## ENTRIES SUPPLIED
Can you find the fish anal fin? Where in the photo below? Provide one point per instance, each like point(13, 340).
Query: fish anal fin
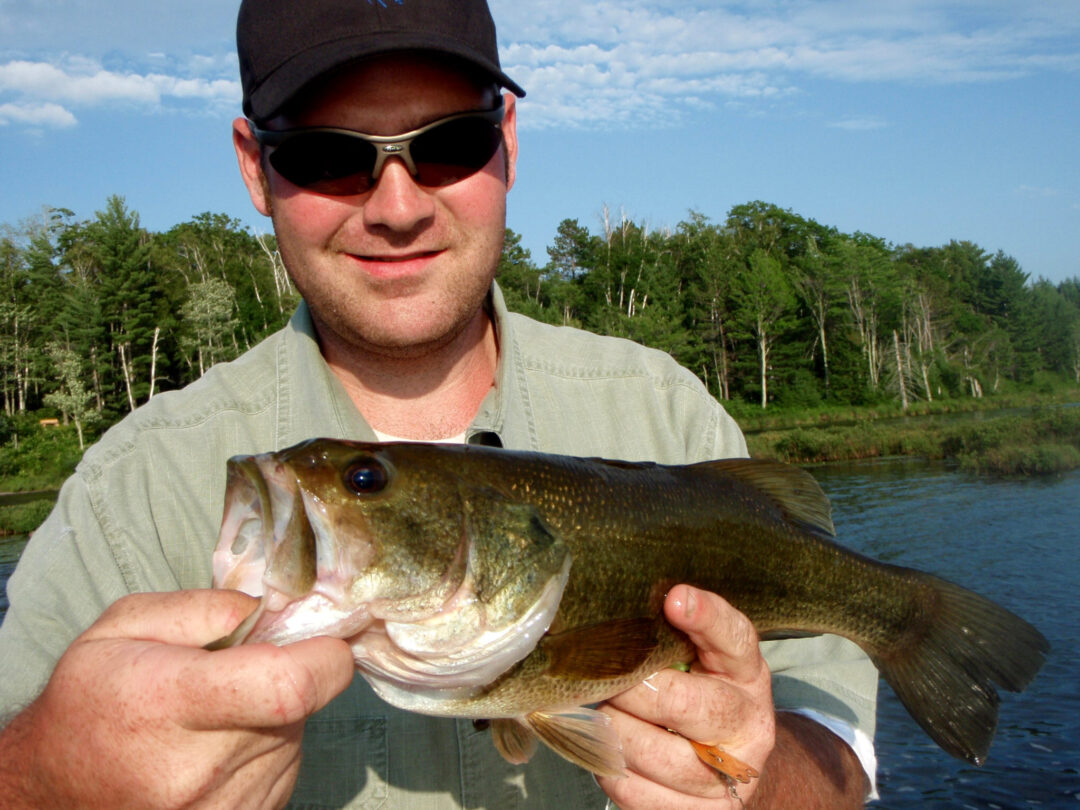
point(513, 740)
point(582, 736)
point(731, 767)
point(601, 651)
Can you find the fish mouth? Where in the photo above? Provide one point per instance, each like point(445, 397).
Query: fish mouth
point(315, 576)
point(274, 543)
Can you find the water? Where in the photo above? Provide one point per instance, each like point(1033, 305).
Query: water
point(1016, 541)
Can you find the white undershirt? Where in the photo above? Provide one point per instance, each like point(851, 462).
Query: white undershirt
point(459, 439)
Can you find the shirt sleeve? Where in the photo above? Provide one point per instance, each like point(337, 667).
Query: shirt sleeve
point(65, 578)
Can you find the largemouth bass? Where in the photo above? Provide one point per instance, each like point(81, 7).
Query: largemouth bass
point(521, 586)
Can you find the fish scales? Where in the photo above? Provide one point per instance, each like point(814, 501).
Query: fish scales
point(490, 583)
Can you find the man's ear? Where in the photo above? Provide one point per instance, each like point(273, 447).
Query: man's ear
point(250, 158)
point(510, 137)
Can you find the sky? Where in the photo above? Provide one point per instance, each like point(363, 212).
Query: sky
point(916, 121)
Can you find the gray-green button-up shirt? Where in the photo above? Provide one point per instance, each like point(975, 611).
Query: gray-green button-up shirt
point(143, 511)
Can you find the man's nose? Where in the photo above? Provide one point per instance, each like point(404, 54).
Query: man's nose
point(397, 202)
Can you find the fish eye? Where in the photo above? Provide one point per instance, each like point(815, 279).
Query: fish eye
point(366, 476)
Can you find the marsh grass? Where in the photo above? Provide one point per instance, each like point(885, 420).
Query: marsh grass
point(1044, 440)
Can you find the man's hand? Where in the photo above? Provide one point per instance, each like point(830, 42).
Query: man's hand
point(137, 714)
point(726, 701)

## TASK DESCRIPTION
Rewrite all the rows above as a numbered list, skipping any blank lines and leaving the pictures out.

## IN RESPONSE
1. Can you find the fish anal fin? Where in the photo below? Provide one point per instance, each like point(13, 340).
2. Query: fish anal fin
3. point(513, 740)
4. point(582, 736)
5. point(731, 767)
6. point(601, 651)
7. Can you find the fish mouth? Where in the photo above? Provide one point per instance, each like point(445, 397).
8. Query: fish mouth
9. point(315, 576)
10. point(274, 543)
11. Can you find the water? Where in the photo above? Provide one point per instance, each like point(1033, 305).
12. Query: water
13. point(1016, 541)
14. Can you find the white undershirt? Where in the photo above? Provide one point per instance, each like point(851, 462).
15. Query: white undershirt
16. point(459, 439)
17. Can you find the shirt sleeve? Where in the photo above? Provide one point per instance, each like point(337, 667).
18. Query: shirt sleeve
19. point(65, 578)
20. Can you find the largemouth bass? Where in the photo above? Provide one point per instance, each like point(81, 7).
21. Query: largemouth bass
22. point(521, 586)
23. Can you find the fish scales? Where in the photo above? Provide one point per instance, each like point(814, 501).
24. Query: fish scales
25. point(490, 583)
26. Can you find the man's ear? Where in the photo above? Provide one point per instance, each like point(273, 447).
27. Query: man's ear
28. point(250, 158)
29. point(510, 137)
30. Can you find the sky? Where in the photo above? Provide one point per instance, each like point(363, 212).
31. Query: sky
32. point(916, 121)
33. Can you find the gray-green button-up shirt? Where in the photo above? Provide one point per instance, each like point(975, 611).
34. Query: gray-green button-up shirt
35. point(143, 511)
36. Can you find the man's nose? Where in the photo above? Provide one point per instance, each like point(404, 54).
37. Query: man's nose
38. point(397, 202)
39. Can you find the fish eye? Where in the photo above? Provide one point per instance, each like point(815, 279).
40. Query: fish eye
41. point(366, 476)
42. Can you find the marsh grass? Where in the photo above? Provide one point per instance, each like point(885, 420).
43. Query: marsh grass
44. point(1044, 440)
45. Can you find the man's hand? Where in the photo above? Provide one point per instance, each like point(830, 42).
46. Query: man's hand
47. point(137, 714)
48. point(726, 701)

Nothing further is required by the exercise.